## Directions for this task
Pull out each line of the material containing the string "loose", with case counting, and copy those lines in their original order.

[Stored records]
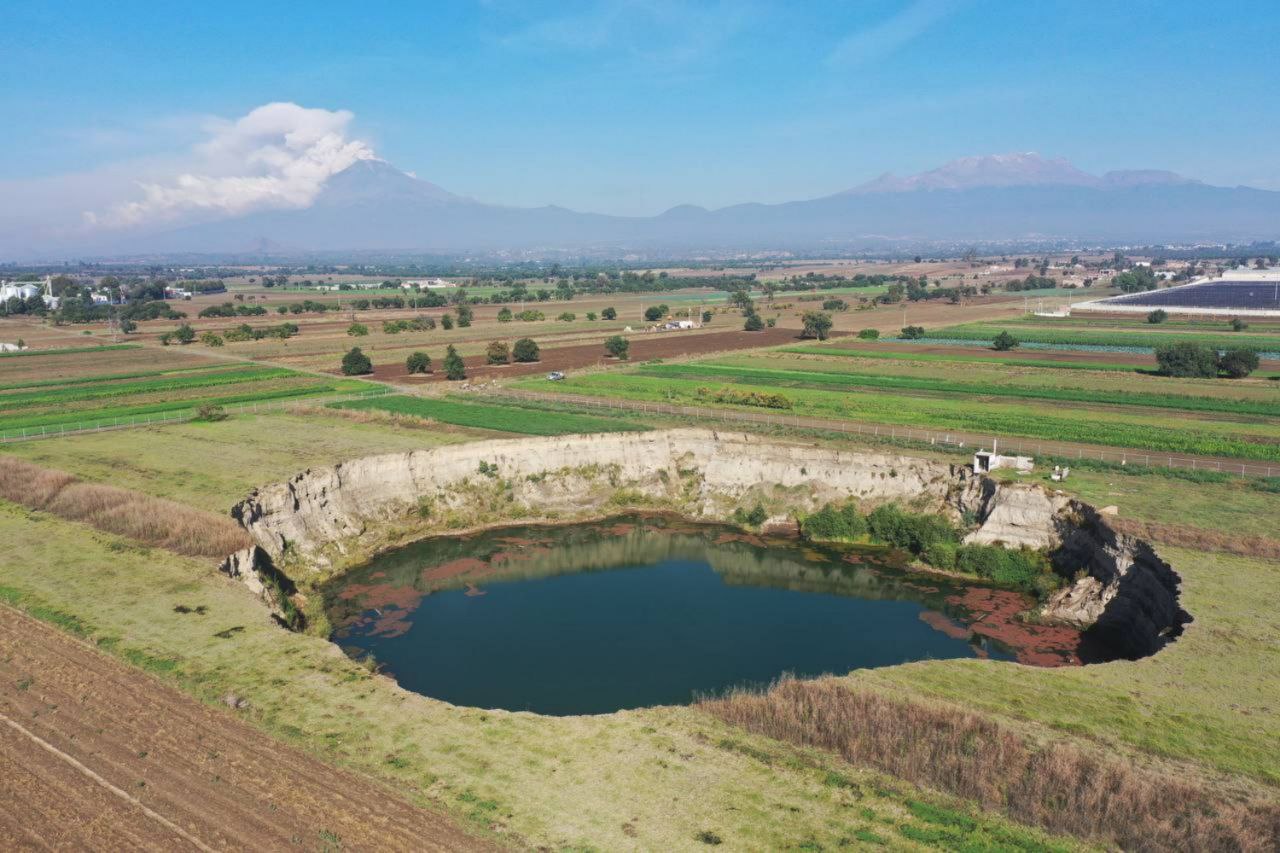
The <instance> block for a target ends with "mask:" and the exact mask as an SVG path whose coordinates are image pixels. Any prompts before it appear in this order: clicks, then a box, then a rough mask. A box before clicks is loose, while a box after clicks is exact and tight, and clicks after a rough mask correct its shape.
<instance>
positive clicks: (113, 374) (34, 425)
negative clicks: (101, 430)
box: [0, 352, 379, 433]
mask: <svg viewBox="0 0 1280 853" xmlns="http://www.w3.org/2000/svg"><path fill="white" fill-rule="evenodd" d="M148 355H151V357H152V360H154V359H155V352H150V353H148ZM31 382H36V383H37V384H29V383H31ZM8 384H9V388H8V391H5V392H0V430H3V432H5V433H13V432H14V430H26V429H47V428H82V427H93V425H99V424H113V423H116V421H120V420H124V421H128V420H129V419H136V418H140V416H152V415H163V416H180V415H182V414H184V412H192V411H195V410H196V409H198V407H200V406H204V405H214V406H233V405H243V403H256V402H266V401H276V400H288V398H305V397H311V396H316V394H328V393H357V392H364V391H378V389H379V388H378V387H376V386H370V384H369V383H364V382H358V380H351V379H337V378H335V379H324V378H317V377H310V375H303V374H298V373H294V371H292V370H285V369H282V368H269V366H257V365H230V366H228V365H225V364H221V362H209V361H206V362H205V364H204V365H202V366H200V368H196V366H193V365H188V368H183V369H178V370H160V371H151V373H147V371H134V373H120V374H105V375H97V377H69V378H64V379H60V380H28V382H15V383H8Z"/></svg>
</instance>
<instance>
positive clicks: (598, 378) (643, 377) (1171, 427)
mask: <svg viewBox="0 0 1280 853" xmlns="http://www.w3.org/2000/svg"><path fill="white" fill-rule="evenodd" d="M516 387H524V388H529V389H530V391H545V383H534V382H529V380H525V382H517V383H516ZM705 387H707V382H705V380H704V382H699V380H694V379H676V378H667V377H662V378H659V377H650V375H643V374H639V373H605V374H593V375H584V377H571V378H570V379H566V380H564V382H563V383H559V388H557V391H564V392H577V393H584V394H594V396H602V397H617V398H630V400H644V401H653V402H668V403H682V405H694V403H696V405H700V406H708V407H710V406H721V403H712V402H709V401H708V400H705V398H704V397H703V396H701V394H699V393H698V392H699V389H700V388H705ZM780 391H782V392H783V393H785V394H786V396H787V397H788V398H791V401H792V402H794V409H792V410H791V411H792V412H794V414H801V415H810V416H815V418H832V419H847V420H858V421H867V423H878V424H897V425H904V427H920V428H928V429H937V430H955V432H973V433H978V434H988V435H1007V437H1023V438H1041V439H1047V441H1066V442H1078V443H1083V444H1103V446H1110V447H1129V448H1139V450H1149V451H1157V452H1169V453H1197V455H1204V456H1224V457H1233V459H1253V460H1266V461H1280V425H1277V424H1274V423H1270V421H1260V423H1238V421H1225V420H1208V419H1206V420H1197V421H1196V429H1185V428H1184V427H1183V425H1181V424H1178V423H1175V421H1171V420H1170V418H1169V415H1166V414H1135V412H1130V411H1114V410H1107V409H1089V407H1073V406H1052V407H1051V406H1044V405H1042V403H1041V405H1034V403H1010V402H988V401H983V400H956V398H950V397H948V398H932V397H929V398H919V397H904V396H901V394H897V393H886V392H864V393H840V392H833V391H815V389H809V388H780ZM731 407H732V406H731ZM739 409H741V407H739Z"/></svg>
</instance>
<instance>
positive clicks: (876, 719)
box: [699, 680, 1280, 850]
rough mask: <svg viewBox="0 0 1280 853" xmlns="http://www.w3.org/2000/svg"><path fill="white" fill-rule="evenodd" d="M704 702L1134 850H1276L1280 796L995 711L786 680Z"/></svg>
mask: <svg viewBox="0 0 1280 853" xmlns="http://www.w3.org/2000/svg"><path fill="white" fill-rule="evenodd" d="M699 706H700V707H701V708H703V710H705V711H708V712H710V713H713V715H714V716H717V717H719V719H722V720H724V721H726V722H730V724H732V725H736V726H741V727H744V729H746V730H750V731H754V733H758V734H763V735H767V736H771V738H776V739H778V740H787V742H791V743H797V744H803V745H810V747H820V748H824V749H831V751H833V752H837V753H838V754H840V756H841V757H844V758H845V760H847V761H850V762H852V763H856V765H864V766H870V767H874V768H877V770H881V771H883V772H887V774H891V775H893V776H897V777H900V779H905V780H908V781H911V783H915V784H919V785H924V786H929V788H934V789H941V790H945V792H947V793H950V794H954V795H957V797H963V798H965V799H972V800H977V802H978V803H982V804H983V806H984V807H987V808H995V809H1000V811H1004V812H1006V813H1007V815H1009V816H1010V817H1012V818H1014V820H1018V821H1021V822H1025V824H1032V825H1037V826H1041V827H1044V829H1046V830H1048V831H1052V833H1065V834H1070V835H1075V836H1078V838H1087V839H1097V840H1101V841H1105V843H1110V844H1116V845H1119V847H1121V848H1123V849H1126V850H1172V849H1178V850H1274V849H1276V847H1275V845H1276V844H1277V843H1280V806H1277V804H1275V803H1267V802H1262V800H1256V802H1230V800H1226V799H1225V798H1224V797H1222V795H1221V794H1219V793H1216V792H1212V790H1210V789H1208V788H1207V786H1206V785H1203V784H1201V783H1198V781H1194V780H1190V779H1176V777H1174V776H1171V775H1169V774H1164V772H1157V771H1149V770H1140V768H1137V767H1134V766H1132V765H1129V763H1125V762H1121V761H1117V760H1112V758H1106V757H1101V756H1097V754H1093V753H1091V752H1085V751H1084V749H1083V748H1080V747H1076V745H1074V744H1071V743H1065V742H1064V743H1053V744H1047V745H1037V744H1033V743H1032V742H1029V740H1028V739H1027V738H1024V736H1023V735H1020V734H1018V733H1015V731H1012V730H1011V729H1007V727H1005V726H1002V725H1000V724H998V722H995V721H993V720H991V719H987V717H980V716H978V715H974V713H968V712H964V711H959V710H955V708H950V707H945V706H934V704H924V703H919V702H905V701H900V699H891V698H887V697H883V695H879V694H877V693H872V692H867V690H852V689H847V688H845V686H842V685H841V684H838V683H836V681H833V680H820V681H795V680H783V681H780V683H778V684H777V685H774V686H773V688H772V689H771V690H768V692H767V693H758V692H746V690H742V692H737V693H732V694H730V695H726V697H723V698H717V699H705V701H703V702H700V703H699Z"/></svg>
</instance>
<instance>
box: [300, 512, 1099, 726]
mask: <svg viewBox="0 0 1280 853" xmlns="http://www.w3.org/2000/svg"><path fill="white" fill-rule="evenodd" d="M900 565H901V564H900V560H899V557H897V555H893V553H891V552H887V551H884V549H881V548H870V547H858V548H852V547H841V548H826V547H823V548H817V547H812V546H806V544H800V543H796V542H794V540H786V539H764V538H760V537H755V535H750V534H744V533H741V532H737V530H733V529H731V528H726V526H718V525H701V524H691V523H687V521H682V520H676V519H671V517H666V516H626V517H620V519H614V520H611V521H604V523H599V524H586V525H572V526H563V528H549V526H525V528H506V529H499V530H489V532H484V533H477V534H471V535H465V537H440V538H433V539H424V540H421V542H417V543H413V544H411V546H407V547H403V548H399V549H397V551H393V552H388V553H385V555H383V556H380V557H378V558H375V560H374V561H372V562H371V564H369V565H367V566H365V567H362V569H358V570H356V571H353V573H351V574H348V575H346V576H344V578H343V579H340V580H339V581H335V583H334V584H333V585H332V587H329V588H328V589H326V590H325V601H326V606H328V610H329V617H330V620H332V621H333V624H334V626H335V633H334V639H335V640H337V642H338V643H340V644H342V646H343V647H344V648H346V649H347V651H348V652H349V653H353V654H366V653H371V654H372V656H374V657H375V658H376V660H378V661H379V662H380V663H381V665H383V666H384V669H385V671H388V672H389V674H390V675H393V676H394V678H396V679H397V680H398V681H399V683H401V684H402V685H403V686H404V688H407V689H411V690H416V692H419V693H422V694H426V695H431V697H435V698H439V699H444V701H447V702H452V703H456V704H467V706H479V707H490V708H508V710H520V711H524V710H527V711H536V712H540V713H561V715H564V713H602V712H609V711H617V710H620V708H634V707H643V706H652V704H672V703H685V702H689V701H691V699H692V698H695V695H696V694H704V693H714V692H719V690H723V689H727V688H731V686H737V685H759V684H767V683H769V681H772V680H773V679H776V678H777V676H780V675H782V674H783V672H794V674H796V675H800V676H806V675H820V674H823V672H841V674H842V672H847V671H849V670H852V669H859V667H872V666H890V665H893V663H902V662H908V661H918V660H925V658H952V657H996V658H1004V660H1012V658H1014V657H1018V658H1019V660H1021V661H1024V662H1030V663H1047V665H1059V663H1071V662H1076V661H1075V660H1074V654H1073V649H1074V648H1075V647H1076V644H1078V639H1079V638H1078V635H1076V634H1075V631H1065V630H1064V629H1037V628H1034V626H1028V625H1025V624H1023V622H1021V621H1020V620H1019V619H1018V612H1020V611H1023V610H1025V607H1027V601H1025V599H1023V598H1021V597H1020V596H1018V594H1016V593H1010V592H1004V590H992V589H987V588H965V587H963V585H957V584H952V583H950V581H946V580H941V579H936V578H933V576H922V575H911V574H908V573H904V571H902V570H901V569H900V567H899V566H900Z"/></svg>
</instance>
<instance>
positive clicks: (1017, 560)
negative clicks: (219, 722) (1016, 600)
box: [955, 544, 1057, 592]
mask: <svg viewBox="0 0 1280 853" xmlns="http://www.w3.org/2000/svg"><path fill="white" fill-rule="evenodd" d="M955 565H956V569H957V570H959V571H963V573H965V574H969V575H977V576H979V578H986V579H987V580H992V581H995V583H997V584H1006V585H1009V587H1018V588H1019V589H1027V590H1036V592H1039V590H1041V589H1042V588H1043V589H1051V588H1052V587H1055V585H1056V583H1053V581H1056V578H1057V576H1056V575H1053V571H1052V569H1051V567H1050V565H1048V557H1046V556H1044V555H1043V553H1041V552H1038V551H1033V549H1030V548H1019V549H1016V551H1011V549H1007V548H1002V547H1000V546H982V544H966V546H960V547H959V548H957V549H956V556H955ZM1042 578H1043V579H1044V580H1048V581H1050V583H1048V584H1046V583H1043V581H1042Z"/></svg>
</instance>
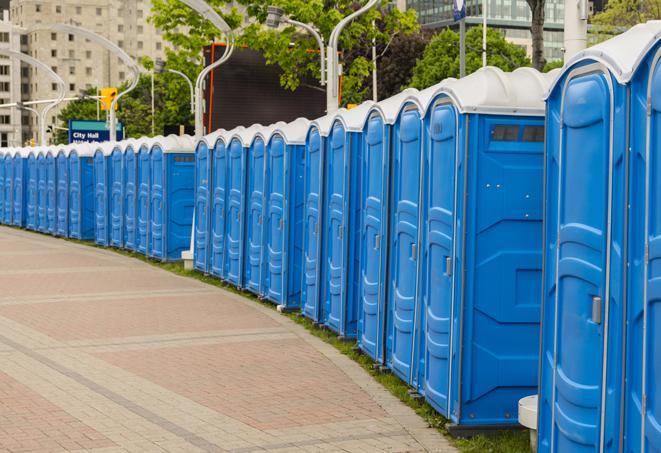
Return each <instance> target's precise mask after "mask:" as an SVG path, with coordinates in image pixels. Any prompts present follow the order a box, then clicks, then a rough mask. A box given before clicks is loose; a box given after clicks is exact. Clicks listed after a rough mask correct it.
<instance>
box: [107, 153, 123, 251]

## Written response
The <instance> block for a target ends with "mask:" and the exact mask as an SVG path whose coordinates are image pixels. Any prompts before it appear in this order: clicks, then a box, then a rough mask. A box before clicks is loose, while a box after clicks is exact and tight, and clicks after a rough mask correct its shape.
Return each <instance> target's precise mask after "mask:" as an SVG path, with coordinates in image pixels. Any prompts present follow the order a box, then clicks, then a rough mask. A box given before clicks is loose; a box given after clicks is exact. Clicks listed after a rough mask correct it.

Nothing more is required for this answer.